Christmas poetry collections are a rare breed, though a few do exist. But many classic poems no longer have copyrights and are easy to share without purchase. I could recommend many to a readership that is already word-wealthy, because we recognize that our mutual delight grows when we read together.
The grouping I include here are perfect for sharing, reading, and rereading at meals and devotions.
George MacDonald
The first three poems are by George MacDonald who, as a Scottish minister and family man, wrote many for his own children, but most especially for celebrating Christ at Christmas. As an adult, his daughter Louisa wrote about their family’s Christmas traditions and described how the family busily decorated the tree, cooked, and made dresses on Christmas Eve while their father stuck, “Christmas pictures on the nursery walls to delight the little ones.”
She writes, “On Christmas Day, thirteen poor children with clean frocks and bright faces” were welcomed for the afternoon, and MacDonald delighted them by telling the story of the Ugly Duckling. All the children were given toys or books, fed cakes and buns, and then MacDonald “told them the true story of the day—about the good Christ-child.”

→ **GIVEN TASK 1**
Repeat the passage of the Christmas poetry article starting at "Christmas poetry collections" and ending at "meals and devotions.".
The Christmas poetry article and the records come from unrelated sources.

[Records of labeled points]
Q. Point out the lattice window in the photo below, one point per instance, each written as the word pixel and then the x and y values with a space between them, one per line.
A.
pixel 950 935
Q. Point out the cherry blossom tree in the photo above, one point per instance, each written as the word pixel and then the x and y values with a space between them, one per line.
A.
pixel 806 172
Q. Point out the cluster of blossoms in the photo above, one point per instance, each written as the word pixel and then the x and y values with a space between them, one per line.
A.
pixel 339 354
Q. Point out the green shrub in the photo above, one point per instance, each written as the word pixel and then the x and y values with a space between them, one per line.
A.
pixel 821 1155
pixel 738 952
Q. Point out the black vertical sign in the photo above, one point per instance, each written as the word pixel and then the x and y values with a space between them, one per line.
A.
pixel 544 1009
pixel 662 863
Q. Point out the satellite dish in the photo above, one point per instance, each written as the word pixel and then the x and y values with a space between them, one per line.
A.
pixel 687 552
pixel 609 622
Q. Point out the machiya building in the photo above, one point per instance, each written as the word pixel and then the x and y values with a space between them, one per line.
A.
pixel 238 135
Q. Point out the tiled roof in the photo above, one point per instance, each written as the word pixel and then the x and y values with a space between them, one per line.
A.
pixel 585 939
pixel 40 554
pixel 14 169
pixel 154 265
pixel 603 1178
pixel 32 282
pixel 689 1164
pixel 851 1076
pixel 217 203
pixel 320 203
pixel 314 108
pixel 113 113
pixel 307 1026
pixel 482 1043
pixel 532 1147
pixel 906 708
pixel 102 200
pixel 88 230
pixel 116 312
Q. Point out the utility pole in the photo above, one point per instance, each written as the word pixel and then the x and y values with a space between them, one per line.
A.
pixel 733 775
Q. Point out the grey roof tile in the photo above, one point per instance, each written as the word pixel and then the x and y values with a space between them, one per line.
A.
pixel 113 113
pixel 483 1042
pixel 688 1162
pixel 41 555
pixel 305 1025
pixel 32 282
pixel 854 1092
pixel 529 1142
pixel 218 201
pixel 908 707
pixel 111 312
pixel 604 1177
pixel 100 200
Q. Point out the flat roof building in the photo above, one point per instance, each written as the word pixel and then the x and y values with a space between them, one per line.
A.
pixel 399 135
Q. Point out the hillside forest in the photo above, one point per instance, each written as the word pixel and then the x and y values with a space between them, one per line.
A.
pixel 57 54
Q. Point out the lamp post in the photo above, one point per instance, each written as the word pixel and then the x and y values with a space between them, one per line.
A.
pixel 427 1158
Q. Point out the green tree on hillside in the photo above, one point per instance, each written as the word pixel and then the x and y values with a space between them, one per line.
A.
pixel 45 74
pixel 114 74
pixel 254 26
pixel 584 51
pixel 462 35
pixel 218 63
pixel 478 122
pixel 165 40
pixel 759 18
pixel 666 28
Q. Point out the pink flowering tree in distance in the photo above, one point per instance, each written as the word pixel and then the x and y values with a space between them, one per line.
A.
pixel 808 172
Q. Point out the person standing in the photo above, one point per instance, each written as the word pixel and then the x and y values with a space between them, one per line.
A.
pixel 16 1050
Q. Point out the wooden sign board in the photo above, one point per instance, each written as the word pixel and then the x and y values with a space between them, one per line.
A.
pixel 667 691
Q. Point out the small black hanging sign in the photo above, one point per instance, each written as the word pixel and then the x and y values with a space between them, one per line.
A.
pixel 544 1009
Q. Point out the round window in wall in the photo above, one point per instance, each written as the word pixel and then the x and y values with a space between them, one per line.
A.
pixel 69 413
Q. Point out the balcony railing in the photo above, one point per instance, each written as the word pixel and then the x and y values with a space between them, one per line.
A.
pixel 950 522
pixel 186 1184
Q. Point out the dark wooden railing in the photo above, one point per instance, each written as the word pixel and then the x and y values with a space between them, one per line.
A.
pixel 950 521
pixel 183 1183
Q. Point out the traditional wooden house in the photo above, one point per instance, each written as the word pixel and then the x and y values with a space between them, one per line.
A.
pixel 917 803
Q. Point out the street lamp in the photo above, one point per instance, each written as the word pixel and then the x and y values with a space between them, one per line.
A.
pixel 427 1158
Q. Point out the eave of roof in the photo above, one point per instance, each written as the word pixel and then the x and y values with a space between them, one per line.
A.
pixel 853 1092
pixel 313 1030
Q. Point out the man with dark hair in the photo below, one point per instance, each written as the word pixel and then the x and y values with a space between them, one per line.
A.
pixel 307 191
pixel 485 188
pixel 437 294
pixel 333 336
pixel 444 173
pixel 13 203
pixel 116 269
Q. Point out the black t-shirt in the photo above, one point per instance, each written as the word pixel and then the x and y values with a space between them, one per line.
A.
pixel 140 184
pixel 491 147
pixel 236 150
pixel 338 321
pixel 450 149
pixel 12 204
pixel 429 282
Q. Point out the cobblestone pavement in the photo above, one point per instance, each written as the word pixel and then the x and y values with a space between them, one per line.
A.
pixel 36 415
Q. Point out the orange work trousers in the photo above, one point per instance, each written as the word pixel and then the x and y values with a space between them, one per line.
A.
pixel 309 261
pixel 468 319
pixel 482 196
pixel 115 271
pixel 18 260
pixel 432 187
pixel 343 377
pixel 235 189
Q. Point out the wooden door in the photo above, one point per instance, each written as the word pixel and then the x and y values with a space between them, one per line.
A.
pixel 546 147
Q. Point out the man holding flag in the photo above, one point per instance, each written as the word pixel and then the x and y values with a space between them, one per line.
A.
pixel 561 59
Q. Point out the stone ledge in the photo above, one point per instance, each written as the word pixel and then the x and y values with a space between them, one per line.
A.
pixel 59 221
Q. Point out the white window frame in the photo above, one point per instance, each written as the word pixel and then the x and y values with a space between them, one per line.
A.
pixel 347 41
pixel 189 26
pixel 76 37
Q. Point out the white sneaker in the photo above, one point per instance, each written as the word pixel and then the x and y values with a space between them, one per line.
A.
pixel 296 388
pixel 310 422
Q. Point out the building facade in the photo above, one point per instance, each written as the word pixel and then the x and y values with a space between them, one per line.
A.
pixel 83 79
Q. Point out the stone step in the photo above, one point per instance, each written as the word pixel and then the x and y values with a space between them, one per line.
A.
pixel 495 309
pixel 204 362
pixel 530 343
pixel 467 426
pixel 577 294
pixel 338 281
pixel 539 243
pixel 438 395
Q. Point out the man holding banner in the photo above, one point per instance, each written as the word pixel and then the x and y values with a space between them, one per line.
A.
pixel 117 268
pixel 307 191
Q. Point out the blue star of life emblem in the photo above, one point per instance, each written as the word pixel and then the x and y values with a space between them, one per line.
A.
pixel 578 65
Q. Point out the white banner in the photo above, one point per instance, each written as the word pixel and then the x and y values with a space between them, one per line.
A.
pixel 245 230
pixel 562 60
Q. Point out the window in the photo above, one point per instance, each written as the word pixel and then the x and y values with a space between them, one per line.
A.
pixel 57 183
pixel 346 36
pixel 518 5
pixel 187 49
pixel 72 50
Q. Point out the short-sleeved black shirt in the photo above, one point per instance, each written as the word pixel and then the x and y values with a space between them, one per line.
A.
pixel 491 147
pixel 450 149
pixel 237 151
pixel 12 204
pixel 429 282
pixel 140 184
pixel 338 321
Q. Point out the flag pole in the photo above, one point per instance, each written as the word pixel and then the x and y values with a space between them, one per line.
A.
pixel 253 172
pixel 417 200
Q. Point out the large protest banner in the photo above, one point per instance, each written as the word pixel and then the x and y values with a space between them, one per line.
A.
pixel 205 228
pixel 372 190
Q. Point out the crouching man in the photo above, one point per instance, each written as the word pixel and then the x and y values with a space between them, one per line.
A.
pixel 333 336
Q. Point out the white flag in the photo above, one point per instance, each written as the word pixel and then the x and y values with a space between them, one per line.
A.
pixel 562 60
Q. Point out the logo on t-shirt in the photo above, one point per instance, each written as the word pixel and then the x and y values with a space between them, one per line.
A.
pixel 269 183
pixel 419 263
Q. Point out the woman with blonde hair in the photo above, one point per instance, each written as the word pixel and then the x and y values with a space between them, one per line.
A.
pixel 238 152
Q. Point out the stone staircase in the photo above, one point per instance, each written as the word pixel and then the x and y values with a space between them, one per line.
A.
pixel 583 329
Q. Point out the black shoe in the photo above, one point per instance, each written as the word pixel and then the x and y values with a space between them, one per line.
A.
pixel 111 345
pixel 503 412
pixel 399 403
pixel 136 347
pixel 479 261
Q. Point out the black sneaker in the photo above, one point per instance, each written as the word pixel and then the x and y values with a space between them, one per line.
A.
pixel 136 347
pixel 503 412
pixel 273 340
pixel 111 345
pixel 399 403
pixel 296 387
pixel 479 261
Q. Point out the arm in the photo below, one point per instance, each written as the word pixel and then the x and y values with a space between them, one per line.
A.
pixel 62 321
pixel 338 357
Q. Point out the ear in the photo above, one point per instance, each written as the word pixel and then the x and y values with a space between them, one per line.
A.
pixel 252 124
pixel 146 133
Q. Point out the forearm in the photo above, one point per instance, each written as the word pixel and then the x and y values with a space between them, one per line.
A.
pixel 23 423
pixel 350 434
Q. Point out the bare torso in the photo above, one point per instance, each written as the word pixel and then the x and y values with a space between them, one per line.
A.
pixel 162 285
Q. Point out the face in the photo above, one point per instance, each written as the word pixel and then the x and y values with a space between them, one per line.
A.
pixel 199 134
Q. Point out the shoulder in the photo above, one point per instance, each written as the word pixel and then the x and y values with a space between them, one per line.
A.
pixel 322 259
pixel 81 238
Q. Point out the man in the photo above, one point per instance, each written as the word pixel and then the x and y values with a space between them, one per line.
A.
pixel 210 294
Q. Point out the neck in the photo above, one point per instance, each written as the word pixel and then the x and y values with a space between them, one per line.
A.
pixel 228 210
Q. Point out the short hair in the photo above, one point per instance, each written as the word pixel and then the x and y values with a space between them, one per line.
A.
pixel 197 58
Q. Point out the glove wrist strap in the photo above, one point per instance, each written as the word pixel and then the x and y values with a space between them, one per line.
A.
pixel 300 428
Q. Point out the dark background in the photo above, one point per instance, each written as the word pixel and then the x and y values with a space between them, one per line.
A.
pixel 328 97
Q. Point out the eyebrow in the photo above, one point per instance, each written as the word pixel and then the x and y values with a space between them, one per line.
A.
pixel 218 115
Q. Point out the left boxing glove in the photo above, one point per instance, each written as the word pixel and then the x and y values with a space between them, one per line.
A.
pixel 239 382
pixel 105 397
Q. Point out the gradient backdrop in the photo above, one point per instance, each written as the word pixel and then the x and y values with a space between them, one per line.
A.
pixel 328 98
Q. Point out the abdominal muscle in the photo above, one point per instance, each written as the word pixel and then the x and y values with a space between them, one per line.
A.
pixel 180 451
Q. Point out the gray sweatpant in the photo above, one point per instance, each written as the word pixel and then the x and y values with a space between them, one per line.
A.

→ **GIVEN TASK 2**
Render only the records starting at the line containing "Q. Point out the man with" and ending at the line containing "pixel 444 173" as a two-column CSV with the columns request and points, one row per request. Put each request's text and its answer in a single quoted field, with line breaks turned into spaces.

→ **CORRECT ANSWER 1**
Christmas poetry collections are a rare breed, though a few do exist. But many classic poems no longer have copyrights and are easy to share without purchase. I could recommend many to a readership that is already word-wealthy, because we recognize that our mutual delight grows when we read together.
The grouping I include here are perfect for sharing, reading, and rereading at meals and devotions.

→ **CORRECT ANSWER 2**
request,points
"Q. Point out the man with dark hair in the photo below, one point per instance, each written as the word pixel and then the x and y values with a space between them, one per line. A.","pixel 307 191 pixel 485 188 pixel 437 294 pixel 333 336 pixel 444 173"